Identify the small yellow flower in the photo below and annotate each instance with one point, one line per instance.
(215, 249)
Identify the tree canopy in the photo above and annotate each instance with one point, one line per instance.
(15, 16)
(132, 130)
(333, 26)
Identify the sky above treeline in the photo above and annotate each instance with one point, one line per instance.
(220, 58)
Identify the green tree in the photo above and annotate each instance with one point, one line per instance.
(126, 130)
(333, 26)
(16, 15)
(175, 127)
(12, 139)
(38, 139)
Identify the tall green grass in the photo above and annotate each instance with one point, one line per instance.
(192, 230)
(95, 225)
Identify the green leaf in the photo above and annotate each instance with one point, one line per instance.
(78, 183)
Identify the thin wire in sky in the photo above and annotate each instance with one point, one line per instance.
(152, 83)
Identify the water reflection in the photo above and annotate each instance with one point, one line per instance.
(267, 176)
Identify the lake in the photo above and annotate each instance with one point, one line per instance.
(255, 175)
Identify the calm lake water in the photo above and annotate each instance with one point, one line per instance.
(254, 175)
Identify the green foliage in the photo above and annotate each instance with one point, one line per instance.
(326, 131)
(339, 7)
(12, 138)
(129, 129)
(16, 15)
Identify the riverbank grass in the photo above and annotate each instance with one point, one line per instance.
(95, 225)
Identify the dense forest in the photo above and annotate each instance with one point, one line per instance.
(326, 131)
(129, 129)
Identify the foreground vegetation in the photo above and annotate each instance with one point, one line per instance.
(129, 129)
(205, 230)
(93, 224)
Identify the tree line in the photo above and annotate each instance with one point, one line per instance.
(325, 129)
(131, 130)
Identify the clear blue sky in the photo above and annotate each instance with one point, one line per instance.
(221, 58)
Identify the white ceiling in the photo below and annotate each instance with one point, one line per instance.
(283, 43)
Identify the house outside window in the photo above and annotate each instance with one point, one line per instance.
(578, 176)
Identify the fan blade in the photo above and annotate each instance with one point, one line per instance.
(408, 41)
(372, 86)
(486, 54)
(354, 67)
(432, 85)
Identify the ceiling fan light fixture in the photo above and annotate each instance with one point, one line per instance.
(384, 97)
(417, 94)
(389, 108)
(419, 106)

:::::

# [INSTRUCTIONS FOR THE TASK]
Every entry is to be restated word for word, with nothing dropped.

# [RESPONSE BELOW]
Identify the small yellow flower in the photo below and annotate each instance with one point, one line per instance.
(215, 249)
Identify the tree canopy in the photo above and annotate each instance with one point, one line per instance.
(15, 16)
(132, 130)
(333, 26)
Identify the sky above treeline in the photo above and annotate each instance with one point, one line per instance.
(220, 58)
Identify the green tree in the photo above and annotate each instance with one point, one line per instance.
(126, 130)
(333, 26)
(16, 15)
(175, 127)
(12, 139)
(38, 139)
Identify the tall green grass in the photo above and annotate each instance with one point, one line per instance.
(192, 230)
(95, 225)
Identify the green leaf in the photo above and annotate each instance with one point, one line per instance.
(78, 183)
Identify the thin wire in sky in the photo above and annotate each instance with one point, one line per instance.
(152, 83)
Identify the water reflection in the photo above and annotate each instance with one point, one line per instance.
(267, 176)
Identify the lake in the photo above and annotate each instance with one point, one line per instance.
(255, 175)
Identify the calm lake water in the photo above and annotate each instance with one point, one line per instance.
(254, 175)
Identify the green foliage in the photo above and annotate each instance with one point, one line per instance.
(326, 131)
(339, 7)
(12, 138)
(129, 129)
(16, 15)
Identify the riverbank grass in the photo above and annotate each instance with one point, one line per instance.
(95, 225)
Identify the dense forest in the photo above and annotate each instance with one point, one line per instance.
(326, 131)
(129, 129)
Identify the foreground vegetation in the photo above and annotate each instance with one point, one line per instance.
(129, 129)
(205, 230)
(93, 224)
Identify the tree line in the photo above and annotate each instance with one point, one line per instance.
(325, 129)
(131, 130)
Identify the clear blue sky in the photo above and annotate each instance with one point, one line per instance.
(221, 58)
Identify the white ceiling in the photo below and annotate each instance with one point, one line per instance.
(283, 43)
Identify the house outside window in the photo above and annotate each instance with one point, one line per instance.
(578, 176)
Identify the fan blade in the photo above and annotate each instance with one point, one line per instance.
(408, 41)
(372, 86)
(486, 54)
(354, 67)
(432, 85)
Identify the ceiling fan light fixture in the photo above and annotate each instance with one point, one line per instance.
(384, 97)
(417, 94)
(389, 108)
(419, 106)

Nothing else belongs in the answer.